**Zu bearbeitende Aufgaben**.
1. Welche Funktion hat Dr. med. Frank Bergmann laut dem Text über die Cannabislegalisierung?
2. Schreibe den Text über die Cannabislegalisierung im Anschluss an seinen letzten Satz weiter.

Suchtpotenzial von Cannabis wird unterschätzt
„Ich bin in höchstem Maße skeptisch und fürchte, dass die Politik im Falle einer Legalisierung schwerwiegende Gefahren für die Gesundheit von Jugendlichen bewusst in Kauf nimmt“, sagte Dr. med. Frank Bergmann, Vorstandsvorsitzender der KVNO. „Die Minderjährigen werden sich die Droge weiterhin auf dem Schwarzmarkt besorgen. Auch die Annahme einer sinkenden Drogenkriminalität in Folge eines legalen Konsums erschließt sich mir nicht.“
Vor allem das hohe Suchtpotenzial von Cannabis und die daraus resultierenden Auswirkungen auf die ambulante Versorgung werden nach Meinung des KVNO-Vorstandsvorsitzenden in der momentanen politischen Diskussion massiv unterschätzt.
„Als Neurologe und Psychiater weiß ich um die Gefahr der Abhängigkeit von der Droge, insbesondere für Heranwachsende – dies wird sich auch auf die ambulante psychiatrische und psychotherapeutische Versorgung auswirken. Sollte Cannabis tatsächlich flächendeckend legalisiert werden, rechne ich mit einem deutlich höheren Behandlungsbedarf bei Suchterkrankungen und depressiven Störungen, die das schon heute extrem belastete Versorgungssystem zusätzlich bewältigen müsste.“
Geltende Richtlinien der Psychotherapie nicht anwendbar
Dass durch eine Cannabislegalisierung vor allem die Nachfrage nach psychotherapeutischen Leistungen zunehmen könnte, fürchtet auch Gerd Höhner. Seine psychotherapeutischen Kolleginnen und Kollegen im Land arbeiten bereits heute oftmals am Limit und könnten den Therapiebedarf seitens der Patientinnen und Patienten teils nur unzureichend decken.

**Die Daten**.

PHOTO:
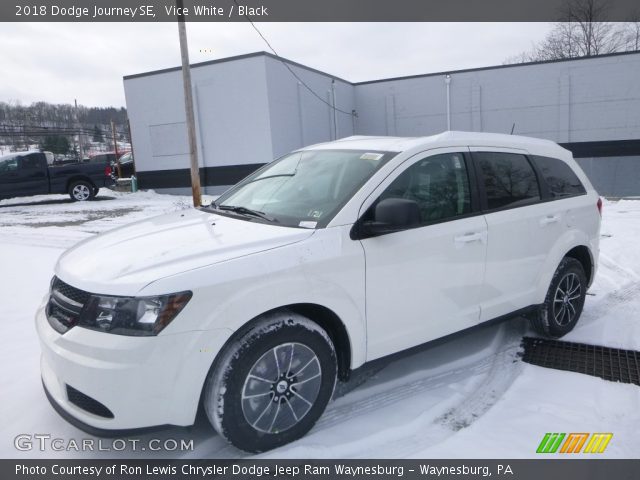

**Die Lösungen**.
1. Er ist Vorstandsvorsitzender der KVNO.

2.
Der Chef der Psychotherapeutenkammer verweist ferner darauf , dass „die geltenden Vorgaben zur Durchführung der Psychotherapie, die sogenannte Psychotherapie-Richtlinie, im Falle einer Cannabislegalisierung gar nicht umsetzbar sind. Mit Blick auf die Richtlinien kann und darf eine ambulante Psychotherapie heute nur erfolgen, wenn nach maximal zehn Behandlungsstunden eine vollständige Suchtmittelfreiheit beim Patienten bzw. der Patientin erreicht werden kann. Dieses Kriterium würde aber durch einen frei zugänglichen, legalen Konsum ad absurdum geführt“, sagt Höhner.
Zusätzliches Suchtmittel zu Tabak und Alkohol
Für den Präsidenten der Ärztekammer Nordrhein, Rudolf Henke, würde eine Legalisierung von Cannabis die bereits seit Jahren in der Gesellschaft durchgeführten Anstrengungen für eine allgemeine Konsumreduzierung von Suchtmitteln erheblich konterkarieren.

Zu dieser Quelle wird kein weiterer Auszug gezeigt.